EXERCISE BRIEF:
All of the data below is to be printed again exactly.

THE DATA:
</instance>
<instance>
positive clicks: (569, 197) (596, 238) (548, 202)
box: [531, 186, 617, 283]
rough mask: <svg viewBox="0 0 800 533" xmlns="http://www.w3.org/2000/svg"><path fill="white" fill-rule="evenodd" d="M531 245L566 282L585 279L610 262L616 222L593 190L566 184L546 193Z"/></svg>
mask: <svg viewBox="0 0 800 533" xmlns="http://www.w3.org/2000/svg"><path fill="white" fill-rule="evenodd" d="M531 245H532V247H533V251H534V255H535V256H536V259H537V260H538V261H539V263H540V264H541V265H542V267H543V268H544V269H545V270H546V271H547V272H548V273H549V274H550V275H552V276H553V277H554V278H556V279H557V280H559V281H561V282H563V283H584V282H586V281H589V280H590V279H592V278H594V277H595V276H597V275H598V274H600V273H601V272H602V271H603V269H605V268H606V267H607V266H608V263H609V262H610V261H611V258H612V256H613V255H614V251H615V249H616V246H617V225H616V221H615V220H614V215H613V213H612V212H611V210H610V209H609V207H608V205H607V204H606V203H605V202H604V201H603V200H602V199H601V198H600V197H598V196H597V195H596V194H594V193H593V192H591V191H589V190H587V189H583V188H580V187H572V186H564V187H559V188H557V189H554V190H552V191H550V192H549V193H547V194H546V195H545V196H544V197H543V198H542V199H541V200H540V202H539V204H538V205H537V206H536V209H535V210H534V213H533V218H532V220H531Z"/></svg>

ANSWER TO THIS PROBLEM:
</instance>
<instance>
positive clicks: (569, 197) (596, 238) (548, 202)
box: [531, 186, 617, 283]
rough mask: <svg viewBox="0 0 800 533" xmlns="http://www.w3.org/2000/svg"><path fill="white" fill-rule="evenodd" d="M531 245L566 282L585 279L610 262L616 222L593 190L566 184L546 193Z"/></svg>
mask: <svg viewBox="0 0 800 533" xmlns="http://www.w3.org/2000/svg"><path fill="white" fill-rule="evenodd" d="M531 245H532V247H533V251H534V255H535V256H536V259H537V260H538V261H539V263H540V264H541V265H542V267H543V268H544V269H545V270H546V271H547V272H548V273H549V274H550V275H552V276H553V277H554V278H556V279H557V280H559V281H561V282H563V283H584V282H586V281H589V280H590V279H592V278H594V277H595V276H597V275H598V274H600V273H601V272H602V271H603V269H605V268H606V267H607V266H608V263H609V262H610V261H611V258H612V256H613V255H614V251H615V249H616V246H617V225H616V221H615V220H614V215H613V213H612V212H611V210H610V209H609V207H608V205H607V204H606V203H605V202H604V201H603V200H602V199H601V198H600V197H598V196H597V195H596V194H594V193H593V192H591V191H589V190H587V189H583V188H580V187H572V186H564V187H559V188H557V189H554V190H552V191H550V192H549V193H547V194H546V195H545V196H544V197H543V198H542V199H541V200H540V202H539V204H538V205H537V206H536V209H535V210H534V213H533V218H532V220H531Z"/></svg>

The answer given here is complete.